**Written task:** Please copy all of the records below word for word, keeping every line unchanged and in the same order.

* Start Listing *

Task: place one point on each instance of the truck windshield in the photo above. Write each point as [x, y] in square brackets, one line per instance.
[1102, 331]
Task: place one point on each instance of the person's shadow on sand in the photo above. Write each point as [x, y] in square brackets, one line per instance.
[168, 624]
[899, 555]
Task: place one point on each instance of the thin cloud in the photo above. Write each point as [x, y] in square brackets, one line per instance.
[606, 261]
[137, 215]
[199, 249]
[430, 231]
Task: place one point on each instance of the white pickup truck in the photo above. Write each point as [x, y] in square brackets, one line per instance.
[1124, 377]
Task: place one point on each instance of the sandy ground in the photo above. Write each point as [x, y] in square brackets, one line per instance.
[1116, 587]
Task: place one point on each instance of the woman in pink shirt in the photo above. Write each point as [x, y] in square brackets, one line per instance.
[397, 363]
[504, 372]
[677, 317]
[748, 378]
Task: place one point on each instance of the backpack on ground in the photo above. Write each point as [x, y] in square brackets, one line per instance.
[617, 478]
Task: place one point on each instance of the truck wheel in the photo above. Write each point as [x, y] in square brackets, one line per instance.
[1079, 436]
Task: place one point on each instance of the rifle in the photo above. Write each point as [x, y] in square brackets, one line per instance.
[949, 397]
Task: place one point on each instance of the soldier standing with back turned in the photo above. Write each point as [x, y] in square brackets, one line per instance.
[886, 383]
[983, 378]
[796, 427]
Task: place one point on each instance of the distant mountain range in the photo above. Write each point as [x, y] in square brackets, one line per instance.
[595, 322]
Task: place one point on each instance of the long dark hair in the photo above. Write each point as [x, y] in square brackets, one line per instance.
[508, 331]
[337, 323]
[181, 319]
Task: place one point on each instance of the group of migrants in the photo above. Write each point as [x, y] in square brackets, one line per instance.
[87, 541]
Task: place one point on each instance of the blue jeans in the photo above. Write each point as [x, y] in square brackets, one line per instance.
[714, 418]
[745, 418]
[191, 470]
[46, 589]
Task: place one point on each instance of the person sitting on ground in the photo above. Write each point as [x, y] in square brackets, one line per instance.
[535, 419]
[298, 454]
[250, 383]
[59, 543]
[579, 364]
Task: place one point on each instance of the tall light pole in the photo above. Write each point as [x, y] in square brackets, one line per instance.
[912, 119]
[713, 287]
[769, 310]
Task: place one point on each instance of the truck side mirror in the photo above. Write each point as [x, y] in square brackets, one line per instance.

* End Listing *

**Solution for this exercise:**
Task: place one point on each instance of the truck windshield in the photo above. Write each point as [x, y] in square brackets, one line per instance.
[1102, 331]
Task: place one point on each instance of the person's shadow on sand in the photo above. Write each point as [x, y] in square brackets, one line per instance.
[168, 624]
[899, 555]
Task: place one point on each instance of the thin cloud in the photo above. Write each point as [x, y] in square brackets, one line per instance.
[606, 261]
[137, 215]
[199, 249]
[430, 231]
Task: place one point on each instance of the white pickup truck in the photo above. Write each point as [x, y] in square brackets, one line per instance.
[1124, 377]
Task: place one point on each instance of the sandy ground in the photo above. Write each point as [x, y] in square brackets, one line per instance.
[1116, 587]
Task: place one point on each instance of the woman in pink shirt in the photo above. Write each point as [x, y] in square brackets, one line per instance.
[397, 363]
[504, 372]
[677, 317]
[748, 378]
Task: place one point on each instance of the backpack on ground in the photo above. Write each point as [x, y] in square brackets, one line per instance.
[617, 478]
Task: place one point on each instance of the truck wheel in the photo above. Write each point as [x, y] in square brackets, one line per instance.
[1079, 436]
Task: place one point on each instance of the rifle in the photo above. Write each point as [x, y] in square brackets, one line per instance.
[949, 397]
Task: place one point on each instance of the soldier standing with back turned in the photo above. Write each point as [x, y] in square brackets, one line per instance.
[886, 383]
[983, 378]
[796, 427]
Task: place one point on each instance of the distant mountain range in the photo above. Write each point as [x, y] in square brackets, one line per instance.
[595, 322]
Task: place one point on each instance of the long dark hair in the photo above. Write each point as [x, y] in square brackets, one line per instance.
[508, 331]
[337, 323]
[181, 319]
Task: place one point on each instance of the group of migrants in the photo above. Write each point as [x, y] in square brackets, one line per instance.
[87, 541]
Task: place one point on each instance of the blue jeans in the photo above. Write each point as [x, y] in square brackets, one line per instance.
[714, 418]
[745, 418]
[191, 470]
[46, 589]
Task: place one point on each instance of the person sitting on ground in the photo above. Write each point as [x, y] in square brackets, one line per instance.
[535, 419]
[298, 454]
[250, 383]
[59, 543]
[579, 364]
Task: place one point on each instance of the tall light pole in the photo above. Write each point as [x, y] in square brackets, one line per instance.
[912, 119]
[713, 287]
[769, 310]
Task: place one point on each instance of the truck side mirror in the photo above. Write each point as [x, y] in square brackets, one line per instance.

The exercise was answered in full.